AVAILABLE DATA:
━━━━━━━━━━━━━━━━━━━━━━━━━━━━━━

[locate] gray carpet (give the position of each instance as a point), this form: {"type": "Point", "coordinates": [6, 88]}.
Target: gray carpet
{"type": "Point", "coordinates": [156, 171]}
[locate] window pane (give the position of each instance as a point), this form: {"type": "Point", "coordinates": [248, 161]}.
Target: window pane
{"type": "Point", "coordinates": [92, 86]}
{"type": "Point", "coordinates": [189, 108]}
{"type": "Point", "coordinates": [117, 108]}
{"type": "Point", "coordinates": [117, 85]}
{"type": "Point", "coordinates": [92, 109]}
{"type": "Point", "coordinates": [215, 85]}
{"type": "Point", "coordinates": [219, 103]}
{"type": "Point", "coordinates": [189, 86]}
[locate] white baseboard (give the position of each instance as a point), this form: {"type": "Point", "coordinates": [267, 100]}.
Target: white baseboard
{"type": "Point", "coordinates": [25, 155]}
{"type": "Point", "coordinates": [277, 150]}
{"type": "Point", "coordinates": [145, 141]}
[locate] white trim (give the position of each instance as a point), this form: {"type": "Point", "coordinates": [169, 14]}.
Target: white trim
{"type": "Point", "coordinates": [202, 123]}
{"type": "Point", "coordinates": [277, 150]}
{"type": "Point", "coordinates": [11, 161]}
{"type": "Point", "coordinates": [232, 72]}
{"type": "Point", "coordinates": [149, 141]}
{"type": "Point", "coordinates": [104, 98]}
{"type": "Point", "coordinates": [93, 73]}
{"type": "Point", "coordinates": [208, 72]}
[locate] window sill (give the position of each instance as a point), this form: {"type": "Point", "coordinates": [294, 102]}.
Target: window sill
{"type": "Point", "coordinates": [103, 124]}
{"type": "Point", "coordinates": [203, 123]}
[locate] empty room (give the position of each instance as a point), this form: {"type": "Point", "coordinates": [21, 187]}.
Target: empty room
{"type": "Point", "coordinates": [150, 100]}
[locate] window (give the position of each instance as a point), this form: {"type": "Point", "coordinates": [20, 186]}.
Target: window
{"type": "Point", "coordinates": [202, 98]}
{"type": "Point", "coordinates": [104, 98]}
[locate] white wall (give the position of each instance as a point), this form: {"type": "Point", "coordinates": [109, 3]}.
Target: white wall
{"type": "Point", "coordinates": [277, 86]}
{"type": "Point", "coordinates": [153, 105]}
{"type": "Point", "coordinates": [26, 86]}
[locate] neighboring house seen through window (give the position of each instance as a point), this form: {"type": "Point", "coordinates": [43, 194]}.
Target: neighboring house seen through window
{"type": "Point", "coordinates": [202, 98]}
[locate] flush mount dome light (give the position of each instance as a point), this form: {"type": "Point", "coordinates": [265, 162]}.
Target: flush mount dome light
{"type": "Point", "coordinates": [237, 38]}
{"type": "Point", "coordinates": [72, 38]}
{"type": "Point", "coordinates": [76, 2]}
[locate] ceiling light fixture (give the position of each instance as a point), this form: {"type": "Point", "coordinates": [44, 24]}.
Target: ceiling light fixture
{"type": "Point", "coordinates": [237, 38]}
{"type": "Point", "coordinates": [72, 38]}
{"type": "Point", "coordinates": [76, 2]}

━━━━━━━━━━━━━━━━━━━━━━━━━━━━━━

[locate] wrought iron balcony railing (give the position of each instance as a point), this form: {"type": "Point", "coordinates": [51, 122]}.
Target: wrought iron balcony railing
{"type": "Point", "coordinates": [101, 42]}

━━━━━━━━━━━━━━━━━━━━━━━━━━━━━━

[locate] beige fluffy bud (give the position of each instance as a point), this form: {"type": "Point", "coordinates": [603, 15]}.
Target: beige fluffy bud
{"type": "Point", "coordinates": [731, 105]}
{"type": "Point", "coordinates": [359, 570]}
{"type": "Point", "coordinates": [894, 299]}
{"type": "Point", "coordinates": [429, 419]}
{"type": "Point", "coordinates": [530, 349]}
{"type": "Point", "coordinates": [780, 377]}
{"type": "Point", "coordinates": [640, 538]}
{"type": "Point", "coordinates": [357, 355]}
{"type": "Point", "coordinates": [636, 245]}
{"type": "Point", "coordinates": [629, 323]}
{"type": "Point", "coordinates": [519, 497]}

━━━━━━━━━━━━━━━━━━━━━━━━━━━━━━

WORK ORDER:
As listed above, the lines from the line with "[locate] gray carpet" to the line with "[locate] window (give" are to be echoed exactly, with both ends included and nothing added.

TASK SOLUTION:
[locate] gray carpet (give the position of each instance as a point), this form: {"type": "Point", "coordinates": [6, 88]}.
Target: gray carpet
{"type": "Point", "coordinates": [156, 171]}
[locate] window pane (give the position of each instance as a point), this form: {"type": "Point", "coordinates": [248, 161]}.
Target: window pane
{"type": "Point", "coordinates": [92, 86]}
{"type": "Point", "coordinates": [189, 108]}
{"type": "Point", "coordinates": [117, 108]}
{"type": "Point", "coordinates": [117, 85]}
{"type": "Point", "coordinates": [92, 109]}
{"type": "Point", "coordinates": [215, 85]}
{"type": "Point", "coordinates": [219, 103]}
{"type": "Point", "coordinates": [189, 86]}
[locate] white baseboard (give the position of each instance as a point), this form: {"type": "Point", "coordinates": [267, 100]}.
Target: white baseboard
{"type": "Point", "coordinates": [25, 155]}
{"type": "Point", "coordinates": [277, 150]}
{"type": "Point", "coordinates": [145, 141]}
[locate] white trim (give the position of each instance as a point), this form: {"type": "Point", "coordinates": [169, 14]}.
Target: white trim
{"type": "Point", "coordinates": [202, 123]}
{"type": "Point", "coordinates": [277, 150]}
{"type": "Point", "coordinates": [11, 161]}
{"type": "Point", "coordinates": [232, 72]}
{"type": "Point", "coordinates": [149, 141]}
{"type": "Point", "coordinates": [104, 98]}
{"type": "Point", "coordinates": [93, 73]}
{"type": "Point", "coordinates": [208, 72]}
[locate] window sill (give the position of each instance as a point), this form: {"type": "Point", "coordinates": [294, 102]}.
Target: window sill
{"type": "Point", "coordinates": [103, 124]}
{"type": "Point", "coordinates": [203, 123]}
[locate] empty room (give the position of each instance as a point), this form: {"type": "Point", "coordinates": [21, 187]}.
Target: empty room
{"type": "Point", "coordinates": [150, 100]}
[locate] window (give the position of each instance as a point), this form: {"type": "Point", "coordinates": [20, 186]}.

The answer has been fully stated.